§ BRIEF:
Find the lines in the records below that contain "black", and report each of them.

§ PROVIDED DATA:
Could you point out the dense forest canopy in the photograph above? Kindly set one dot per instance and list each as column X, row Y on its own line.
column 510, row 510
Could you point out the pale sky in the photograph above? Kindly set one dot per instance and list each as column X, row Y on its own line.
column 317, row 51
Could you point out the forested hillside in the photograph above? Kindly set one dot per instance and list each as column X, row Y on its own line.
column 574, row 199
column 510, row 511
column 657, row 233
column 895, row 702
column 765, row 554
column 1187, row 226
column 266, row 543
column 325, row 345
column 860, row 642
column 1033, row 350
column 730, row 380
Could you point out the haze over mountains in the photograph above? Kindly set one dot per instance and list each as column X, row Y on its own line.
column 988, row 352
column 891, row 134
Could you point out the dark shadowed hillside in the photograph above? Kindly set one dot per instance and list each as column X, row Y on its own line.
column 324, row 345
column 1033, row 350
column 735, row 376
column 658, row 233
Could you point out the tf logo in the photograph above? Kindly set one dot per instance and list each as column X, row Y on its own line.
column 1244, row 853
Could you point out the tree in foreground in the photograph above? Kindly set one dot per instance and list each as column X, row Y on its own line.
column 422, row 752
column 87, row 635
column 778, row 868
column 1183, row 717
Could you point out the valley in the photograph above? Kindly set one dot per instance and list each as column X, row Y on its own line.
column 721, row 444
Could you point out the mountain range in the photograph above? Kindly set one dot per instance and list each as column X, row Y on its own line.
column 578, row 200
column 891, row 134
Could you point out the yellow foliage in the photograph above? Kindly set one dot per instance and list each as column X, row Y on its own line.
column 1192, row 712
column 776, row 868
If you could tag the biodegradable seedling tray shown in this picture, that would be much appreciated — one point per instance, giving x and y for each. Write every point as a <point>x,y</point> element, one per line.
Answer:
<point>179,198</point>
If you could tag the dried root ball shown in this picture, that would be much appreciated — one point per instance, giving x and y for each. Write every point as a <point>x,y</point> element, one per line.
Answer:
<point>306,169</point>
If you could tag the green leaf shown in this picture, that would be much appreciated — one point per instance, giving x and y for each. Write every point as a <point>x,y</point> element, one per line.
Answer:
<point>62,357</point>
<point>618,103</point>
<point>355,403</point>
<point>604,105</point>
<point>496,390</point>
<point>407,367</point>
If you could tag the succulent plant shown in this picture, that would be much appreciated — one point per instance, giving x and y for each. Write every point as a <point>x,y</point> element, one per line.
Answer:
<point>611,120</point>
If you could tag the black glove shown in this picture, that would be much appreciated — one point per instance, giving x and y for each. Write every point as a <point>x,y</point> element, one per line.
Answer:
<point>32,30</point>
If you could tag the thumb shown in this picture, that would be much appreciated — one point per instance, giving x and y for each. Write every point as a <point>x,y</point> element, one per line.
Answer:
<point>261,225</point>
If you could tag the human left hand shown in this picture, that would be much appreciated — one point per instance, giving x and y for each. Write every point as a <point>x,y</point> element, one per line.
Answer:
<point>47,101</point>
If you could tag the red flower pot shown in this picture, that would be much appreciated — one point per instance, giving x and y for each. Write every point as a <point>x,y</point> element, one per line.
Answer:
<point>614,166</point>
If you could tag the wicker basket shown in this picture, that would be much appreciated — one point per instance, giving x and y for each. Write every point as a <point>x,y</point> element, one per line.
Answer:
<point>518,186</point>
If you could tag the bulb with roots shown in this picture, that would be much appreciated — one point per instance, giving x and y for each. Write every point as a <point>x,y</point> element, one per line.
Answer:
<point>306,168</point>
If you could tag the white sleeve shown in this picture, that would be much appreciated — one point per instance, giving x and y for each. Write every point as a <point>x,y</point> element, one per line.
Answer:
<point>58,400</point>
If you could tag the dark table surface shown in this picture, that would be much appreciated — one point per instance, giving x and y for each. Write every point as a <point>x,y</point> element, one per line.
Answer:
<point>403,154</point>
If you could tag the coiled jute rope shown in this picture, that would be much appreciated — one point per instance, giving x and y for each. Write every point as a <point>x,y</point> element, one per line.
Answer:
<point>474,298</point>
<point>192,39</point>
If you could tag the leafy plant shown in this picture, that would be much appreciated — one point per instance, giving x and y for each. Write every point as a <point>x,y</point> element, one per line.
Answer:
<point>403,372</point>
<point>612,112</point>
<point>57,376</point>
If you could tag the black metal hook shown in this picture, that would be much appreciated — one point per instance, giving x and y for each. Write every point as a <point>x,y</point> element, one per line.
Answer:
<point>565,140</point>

§ RESULT OF THIS EXERCISE:
If you could tag the black glove shown in this picture, that would be much appreciated — one point per instance, giving x and y for each. Write every point as a <point>x,y</point> element, one per line.
If you could tag the black metal hook shown in this picture, that would be much appreciated — one point per instance, giving x and y for each. Write every point as a <point>x,y</point> element, one per line.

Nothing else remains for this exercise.